Sur place, elle apprend l’existence d’un projet pilote dans le cadre duquel des clowns viennent en aide à des patients hospitalisés. Elle suit une formation psychosociale de six semaines et se lance avec un partenaire. Elle a l’impression d’avoir enfin trouvé sa voie. « J’ai presque dû me pincer », dit-elle. 

« Le but est de donner le contrôle à l’enfant. Ainsi, lors d’un tour de magie, un enfant le réussira d’un seul coup de baguette magique, alors que tous les efforts des clowns échouent. » 

Melissa Holland, cofondatrice de la Fondation Dr Clown. 

À l’expiration de son visa, Holland s’engage à poursuivre son travail au Canada. Des programmes pour clowns thérapeutiques existaient ailleurs au pays, mais pas au Québec. En travaillant brièvement pour l’un de ces programmes à Windsor, elle rencontre un autre amateur de clowns, Olivier-Hugues Terreault, et de concert avec Florence Vinit et Germaine Gibara, ils créent la Fondation Dr Clown en 2002.

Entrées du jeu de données
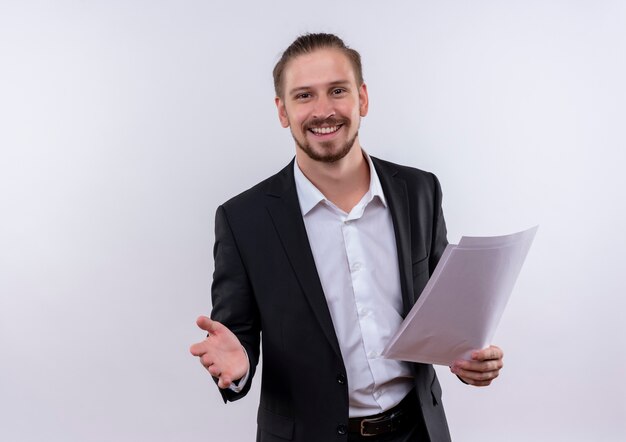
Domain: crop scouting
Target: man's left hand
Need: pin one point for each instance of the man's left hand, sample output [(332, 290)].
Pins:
[(484, 367)]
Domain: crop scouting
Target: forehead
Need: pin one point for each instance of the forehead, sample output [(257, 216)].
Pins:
[(320, 67)]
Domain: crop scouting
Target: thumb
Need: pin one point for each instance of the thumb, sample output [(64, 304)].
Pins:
[(208, 324)]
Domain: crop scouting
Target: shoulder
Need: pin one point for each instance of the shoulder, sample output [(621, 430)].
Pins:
[(414, 177), (256, 196)]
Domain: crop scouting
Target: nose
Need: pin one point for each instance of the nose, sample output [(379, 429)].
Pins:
[(323, 108)]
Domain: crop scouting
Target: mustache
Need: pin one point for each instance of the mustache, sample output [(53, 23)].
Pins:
[(330, 121)]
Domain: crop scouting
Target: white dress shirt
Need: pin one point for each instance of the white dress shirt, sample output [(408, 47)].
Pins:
[(357, 262)]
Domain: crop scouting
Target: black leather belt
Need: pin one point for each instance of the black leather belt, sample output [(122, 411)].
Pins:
[(400, 417)]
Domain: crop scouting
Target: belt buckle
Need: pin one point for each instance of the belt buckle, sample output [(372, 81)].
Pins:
[(367, 421)]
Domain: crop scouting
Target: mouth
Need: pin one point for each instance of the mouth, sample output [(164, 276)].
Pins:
[(325, 130)]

## CONSIGNE:
Poursuivez, s'il vous plaît, le texte sur la Fondation Dr Clown à la suite de sa dernière phrase.

## RÉPONSE:
Leur façon de travailler peut être différente de ce que la plupart des gens imaginent. Il ne s’agit pas de clowns de cirque aux couleurs voyantes et au maquillage exagéré; ce qui les distingue, c’est tout simplement leur nez rouge. Chaque clown incarne un personnage qu’il a façonné au cours de sa formation et auquel il a beaucoup réfléchi.  

Ainsi, lorsque Holland interagit avec des personnes âgées, c’est en tant que Chérie Labelle, une clown qu’elle décrit comme suit : « naïve, curieuse, taquine, à la recherche de l’homme idéal, qui doit être plus grand qu’elle et au moins avoir un travail. Elle aime les biscuits aux pépites de chocolat, les histoires d’amour, chanter et danser, bien qu’elle ne soit pas très douée pour ces deux activités, ce qu’elle ignore d’ailleurs. Elle fait toujours son possible. »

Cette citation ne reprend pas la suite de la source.